--- Start of Text shown ---

JESSICA SCHNEIDER, CNN CORRESPONDENT: Twelve Russian intelligence officers are charged with hacking into the email servers of the Democratic Party and the Hillary Clinton campaign plus stealing U.S. voter data during the 2016 election.


ROD ROSENSTEIN, DEPUTY U. S. ATTORNEY GENERAL: We know according to the allegations in the indictment, the goal of the conspirators was to have an impact in the elections.


SCHNEIDER: The 29-page indictment details how the Russians targeted more than 300 people associated with Democratic campaign committees and the Hillary Clinton campaign. This was the email Hillary Clinton Campaign Chairman John Podesta received telling him to click a link to change his password, a technique known as spear fishing. Podesta did allowing the Russian officers to steal his username, password, and emails.

Prosecutors allege these Russian officers hacked into several accounts stealing thousands of emails.


ROSENSTEIN: The defendants hack into computer networks and install malicious software that allowed them to spy on user and capture keystrokes, take screenshots and exfiltrate or remove data from those computers.


SCHNEIDER: And to distribute the stolen emails. The Indictment says the Russian registered the domain's DC Leaks and then Guccifer 2.0 and used the network of computers around the world including here in the U.S. funding their scheme like cryptocurrencies like bitcoin.


ROSENSTEIN: The defendants falsely claimed that DC Leaks was a group of American hackers and that Guccifer 2.0 was a lone Romanian hacker.


SCHNEIDER: Rosenstein stressed that none of the Americans targeted knew they were communicating with the Russians.


ROSENSTEIN: The conspirators corresponded with several Americans during the course of the conspiracy through the internet. There's no allegation in this indictment that the Americans knew that they were corresponding with Russian intelligence officers.


SCHNEIDER: But the indictment does detail the Russian's contact with several Americans including a request for stolen documents from a candidate for the U.S. Congress who's identity has not been disclosed. It also documents discussions between the Russian intelligence officers posing as Guccifer 2.0 and a person who was close to the Trump campaign in August and September 2016. The language of the messages revealed in the indictment matches the twitter messages previously released by Roger Stone.

Stone has admitted he communicated with Guccifer 2.0 but denies he had any knowledge about the hacking.

--- End of Text shown ---
--- Start of Record list ---

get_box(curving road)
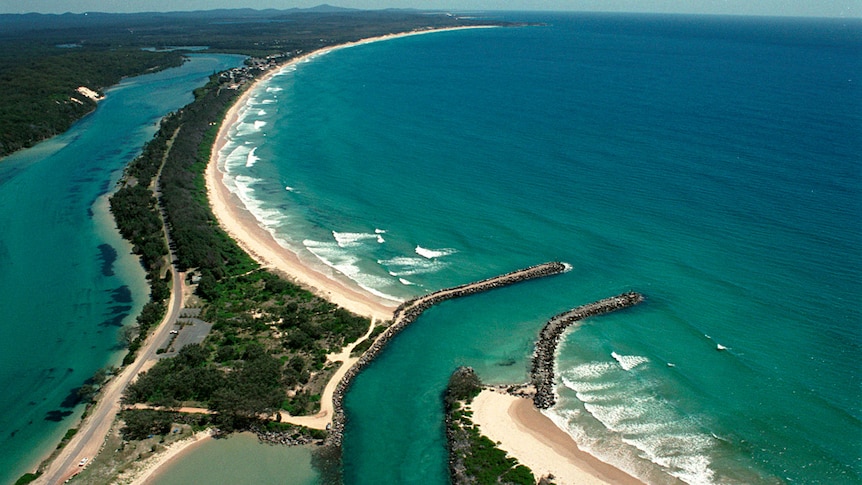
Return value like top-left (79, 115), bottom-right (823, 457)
top-left (34, 268), bottom-right (185, 485)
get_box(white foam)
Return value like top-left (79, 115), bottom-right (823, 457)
top-left (415, 246), bottom-right (458, 259)
top-left (566, 362), bottom-right (616, 381)
top-left (554, 358), bottom-right (717, 485)
top-left (332, 231), bottom-right (379, 248)
top-left (377, 256), bottom-right (447, 276)
top-left (302, 239), bottom-right (401, 302)
top-left (245, 147), bottom-right (260, 167)
top-left (611, 352), bottom-right (649, 371)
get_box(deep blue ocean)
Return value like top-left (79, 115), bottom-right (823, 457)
top-left (211, 14), bottom-right (862, 484)
top-left (0, 55), bottom-right (244, 484)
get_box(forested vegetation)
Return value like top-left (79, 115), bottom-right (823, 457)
top-left (111, 43), bottom-right (370, 435)
top-left (0, 45), bottom-right (182, 157)
top-left (444, 367), bottom-right (549, 485)
top-left (0, 7), bottom-right (502, 157)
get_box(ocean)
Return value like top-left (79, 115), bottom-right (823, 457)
top-left (211, 13), bottom-right (862, 484)
top-left (0, 54), bottom-right (244, 483)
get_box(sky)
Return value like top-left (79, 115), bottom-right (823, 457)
top-left (0, 0), bottom-right (862, 17)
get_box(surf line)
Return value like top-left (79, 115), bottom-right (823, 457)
top-left (326, 262), bottom-right (570, 447)
top-left (530, 291), bottom-right (644, 409)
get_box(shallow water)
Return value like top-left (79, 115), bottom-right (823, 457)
top-left (214, 14), bottom-right (862, 483)
top-left (0, 51), bottom-right (243, 483)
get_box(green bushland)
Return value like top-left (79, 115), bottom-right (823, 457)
top-left (112, 69), bottom-right (370, 434)
top-left (443, 367), bottom-right (536, 485)
top-left (0, 48), bottom-right (182, 157)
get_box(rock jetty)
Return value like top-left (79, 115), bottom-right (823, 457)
top-left (326, 262), bottom-right (569, 446)
top-left (530, 292), bottom-right (644, 409)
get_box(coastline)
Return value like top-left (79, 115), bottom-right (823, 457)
top-left (117, 430), bottom-right (213, 485)
top-left (201, 26), bottom-right (642, 484)
top-left (470, 389), bottom-right (643, 485)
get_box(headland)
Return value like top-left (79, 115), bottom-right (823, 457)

--- End of Record list ---

▶ [Work instructions]:
A. In the transcript about the Russian hacking indictment, list everything that Rosenstein says the malicious software allowed the defendants to do.
B. Set down the passage of the indictment transcript starting at "SCHNEIDER: Rosenstein stressed" and ending at "by Roger Stone.", word for word.

▶ [Answers to the tasks]:
A.
- Spy on users
- Capture keystrokes
- Take screenshots
- Exfiltrate or remove data from those computers

B.
SCHNEIDER: Rosenstein stressed that none of the Americans targeted knew they were communicating with the Russians.


ROSENSTEIN: The conspirators corresponded with several Americans during the course of the conspiracy through the internet. There's no allegation in this indictment that the Americans knew that they were corresponding with Russian intelligence officers.


SCHNEIDER: But the indictment does detail the Russian's contact with several Americans including a request for stolen documents from a candidate for the U.S. Congress who's identity has not been disclosed. It also documents discussions between the Russian intelligence officers posing as Guccifer 2.0 and a person who was close to the Trump campaign in August and September 2016. The language of the messages revealed in the indictment matches the twitter messages previously released by Roger Stone.